(Entries from a dataset)
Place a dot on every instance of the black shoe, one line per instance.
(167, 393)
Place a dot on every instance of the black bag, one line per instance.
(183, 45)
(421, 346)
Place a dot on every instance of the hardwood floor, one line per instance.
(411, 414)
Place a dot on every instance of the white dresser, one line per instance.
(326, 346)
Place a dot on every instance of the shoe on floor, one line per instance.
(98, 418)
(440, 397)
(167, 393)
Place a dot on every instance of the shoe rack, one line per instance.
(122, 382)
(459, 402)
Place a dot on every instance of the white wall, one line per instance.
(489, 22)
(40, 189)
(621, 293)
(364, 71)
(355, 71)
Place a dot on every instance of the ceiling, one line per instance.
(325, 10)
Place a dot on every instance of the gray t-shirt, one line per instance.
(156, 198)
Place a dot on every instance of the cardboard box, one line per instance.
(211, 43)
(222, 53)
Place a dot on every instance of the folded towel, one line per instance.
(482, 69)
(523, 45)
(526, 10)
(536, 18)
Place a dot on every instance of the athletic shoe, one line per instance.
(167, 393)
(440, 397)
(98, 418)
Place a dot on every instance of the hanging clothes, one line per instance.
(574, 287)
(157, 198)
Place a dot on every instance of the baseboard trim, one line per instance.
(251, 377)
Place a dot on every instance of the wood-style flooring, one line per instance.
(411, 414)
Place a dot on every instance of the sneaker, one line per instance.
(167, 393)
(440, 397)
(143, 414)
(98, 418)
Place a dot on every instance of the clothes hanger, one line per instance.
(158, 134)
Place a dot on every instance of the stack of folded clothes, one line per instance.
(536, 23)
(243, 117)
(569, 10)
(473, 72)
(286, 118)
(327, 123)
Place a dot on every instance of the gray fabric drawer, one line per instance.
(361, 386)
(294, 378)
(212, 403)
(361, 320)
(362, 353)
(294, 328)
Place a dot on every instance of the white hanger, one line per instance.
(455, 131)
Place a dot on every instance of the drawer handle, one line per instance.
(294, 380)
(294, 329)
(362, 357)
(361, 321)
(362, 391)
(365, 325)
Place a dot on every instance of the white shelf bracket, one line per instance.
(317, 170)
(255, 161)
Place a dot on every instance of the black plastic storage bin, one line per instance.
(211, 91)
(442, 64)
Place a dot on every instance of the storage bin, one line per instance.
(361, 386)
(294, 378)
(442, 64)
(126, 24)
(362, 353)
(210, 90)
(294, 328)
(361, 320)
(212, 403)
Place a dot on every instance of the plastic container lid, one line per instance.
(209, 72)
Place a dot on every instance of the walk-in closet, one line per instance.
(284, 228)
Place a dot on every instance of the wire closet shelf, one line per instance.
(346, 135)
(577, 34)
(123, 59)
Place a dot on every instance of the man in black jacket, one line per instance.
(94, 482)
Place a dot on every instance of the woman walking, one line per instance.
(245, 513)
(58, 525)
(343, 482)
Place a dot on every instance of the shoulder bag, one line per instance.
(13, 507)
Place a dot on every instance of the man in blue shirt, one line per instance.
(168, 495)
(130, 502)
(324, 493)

Problem description → Format the material above as a numbered list, starting at the line that contains "Place a dot on every instance of the white shelf" and continuing through the final line, and leave out any blank lines.

Result of the task →
1. Place a dot on every instance of the white shelf bracket, one line per instance.
2. (317, 170)
3. (255, 161)
4. Place a dot on every instance of the black plastic storage bin, one line per instance.
5. (211, 91)
6. (442, 64)
7. Place a dot on every instance of the storage bin, one line per instance.
8. (361, 386)
9. (294, 378)
10. (442, 64)
11. (126, 24)
12. (362, 353)
13. (210, 90)
14. (294, 328)
15. (361, 320)
16. (212, 403)
17. Place a dot on every instance of the plastic container lid, one line per instance.
18. (209, 72)
19. Place a dot on every instance of the walk-in closet, one line per instance.
20. (284, 228)
21. Place a dot on every instance of the wire closet shelf, one line per instance.
22. (346, 135)
23. (577, 34)
24. (123, 59)
25. Place a dot on every instance of the man in black jacket, one line per instance.
26. (94, 482)
27. Place a dot on every instance of the woman walking, one line per instance.
28. (245, 513)
29. (58, 525)
30. (343, 482)
31. Place a dot on every instance of the shoulder bag, one line per instance.
32. (13, 507)
33. Place a dot on every instance of the man in blue shirt, one line per instance.
34. (168, 495)
35. (130, 502)
36. (324, 493)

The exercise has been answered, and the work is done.